> _Work to be completed_
Please reproduce the listing below verbatim, everything from its first line down to the line containing "point(259, 100)", both included.

> _Extracted material_

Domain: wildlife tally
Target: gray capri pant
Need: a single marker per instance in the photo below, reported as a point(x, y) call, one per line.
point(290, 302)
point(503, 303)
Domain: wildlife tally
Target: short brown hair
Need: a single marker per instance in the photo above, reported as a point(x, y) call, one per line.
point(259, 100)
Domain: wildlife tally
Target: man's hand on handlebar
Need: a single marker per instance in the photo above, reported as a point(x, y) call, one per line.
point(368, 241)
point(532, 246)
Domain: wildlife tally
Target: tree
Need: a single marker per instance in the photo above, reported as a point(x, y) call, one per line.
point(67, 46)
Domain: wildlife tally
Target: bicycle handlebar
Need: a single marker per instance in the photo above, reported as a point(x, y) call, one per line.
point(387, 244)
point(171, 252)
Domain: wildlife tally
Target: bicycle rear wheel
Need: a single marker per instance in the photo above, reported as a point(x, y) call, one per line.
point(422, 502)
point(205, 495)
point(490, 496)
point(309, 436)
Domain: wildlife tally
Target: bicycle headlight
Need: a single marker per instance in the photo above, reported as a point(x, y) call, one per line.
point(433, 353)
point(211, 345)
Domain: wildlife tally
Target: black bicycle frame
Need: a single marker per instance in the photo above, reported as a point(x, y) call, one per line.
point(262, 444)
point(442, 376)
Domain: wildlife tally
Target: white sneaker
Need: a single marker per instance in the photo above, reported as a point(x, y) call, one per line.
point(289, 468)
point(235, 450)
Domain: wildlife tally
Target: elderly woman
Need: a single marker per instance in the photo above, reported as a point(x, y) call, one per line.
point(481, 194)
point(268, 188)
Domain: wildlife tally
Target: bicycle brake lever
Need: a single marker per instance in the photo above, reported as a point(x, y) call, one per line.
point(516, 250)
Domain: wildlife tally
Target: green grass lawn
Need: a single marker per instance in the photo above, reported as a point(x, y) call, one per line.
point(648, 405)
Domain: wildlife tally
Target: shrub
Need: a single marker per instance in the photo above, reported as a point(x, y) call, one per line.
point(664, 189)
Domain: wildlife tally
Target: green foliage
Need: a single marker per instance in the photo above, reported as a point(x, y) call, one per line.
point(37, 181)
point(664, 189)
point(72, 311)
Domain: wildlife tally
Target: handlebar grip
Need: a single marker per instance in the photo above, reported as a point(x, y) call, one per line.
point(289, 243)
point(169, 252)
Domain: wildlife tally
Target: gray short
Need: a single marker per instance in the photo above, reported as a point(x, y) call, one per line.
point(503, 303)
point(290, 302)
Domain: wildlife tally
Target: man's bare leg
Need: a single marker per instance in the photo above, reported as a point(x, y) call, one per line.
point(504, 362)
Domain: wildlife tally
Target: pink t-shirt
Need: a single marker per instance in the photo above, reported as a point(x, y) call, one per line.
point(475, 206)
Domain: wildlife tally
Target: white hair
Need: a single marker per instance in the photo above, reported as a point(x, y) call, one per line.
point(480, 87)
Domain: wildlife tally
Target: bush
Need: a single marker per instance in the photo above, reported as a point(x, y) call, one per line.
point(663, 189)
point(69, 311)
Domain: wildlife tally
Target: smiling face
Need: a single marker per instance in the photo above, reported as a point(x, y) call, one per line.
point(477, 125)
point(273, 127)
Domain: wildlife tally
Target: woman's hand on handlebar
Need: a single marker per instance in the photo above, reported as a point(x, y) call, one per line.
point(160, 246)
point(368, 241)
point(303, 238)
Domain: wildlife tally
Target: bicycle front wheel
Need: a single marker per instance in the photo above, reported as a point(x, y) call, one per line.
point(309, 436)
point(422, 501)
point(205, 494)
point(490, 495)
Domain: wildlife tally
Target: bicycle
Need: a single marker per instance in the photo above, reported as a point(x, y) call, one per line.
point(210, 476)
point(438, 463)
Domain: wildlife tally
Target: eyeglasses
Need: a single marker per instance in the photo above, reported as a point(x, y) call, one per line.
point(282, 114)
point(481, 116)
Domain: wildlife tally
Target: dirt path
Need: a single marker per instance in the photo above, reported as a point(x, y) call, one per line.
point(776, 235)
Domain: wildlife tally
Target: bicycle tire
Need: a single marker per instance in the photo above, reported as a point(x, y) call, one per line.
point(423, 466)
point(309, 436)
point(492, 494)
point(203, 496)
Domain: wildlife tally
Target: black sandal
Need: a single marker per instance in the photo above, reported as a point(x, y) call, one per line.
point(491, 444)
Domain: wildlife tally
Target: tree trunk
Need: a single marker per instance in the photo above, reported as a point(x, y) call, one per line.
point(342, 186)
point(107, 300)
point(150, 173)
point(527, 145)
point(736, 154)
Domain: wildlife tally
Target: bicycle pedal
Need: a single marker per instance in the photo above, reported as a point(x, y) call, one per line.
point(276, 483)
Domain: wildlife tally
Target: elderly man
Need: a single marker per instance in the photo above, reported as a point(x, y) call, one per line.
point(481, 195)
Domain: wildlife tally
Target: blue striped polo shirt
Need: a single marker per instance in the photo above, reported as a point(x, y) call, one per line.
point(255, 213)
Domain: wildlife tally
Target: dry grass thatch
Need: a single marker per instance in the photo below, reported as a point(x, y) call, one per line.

> _Answer for this exercise_
Domain: wildlife tally
Target: gray capri pant
Need: a single marker per instance in the photo below, reported as a point(x, y) call, one per line.
point(290, 302)
point(503, 303)
Domain: wildlife tally
Target: short brown hair
Need: a single marker per instance in the photo above, reported as a point(x, y) call, one per line.
point(259, 100)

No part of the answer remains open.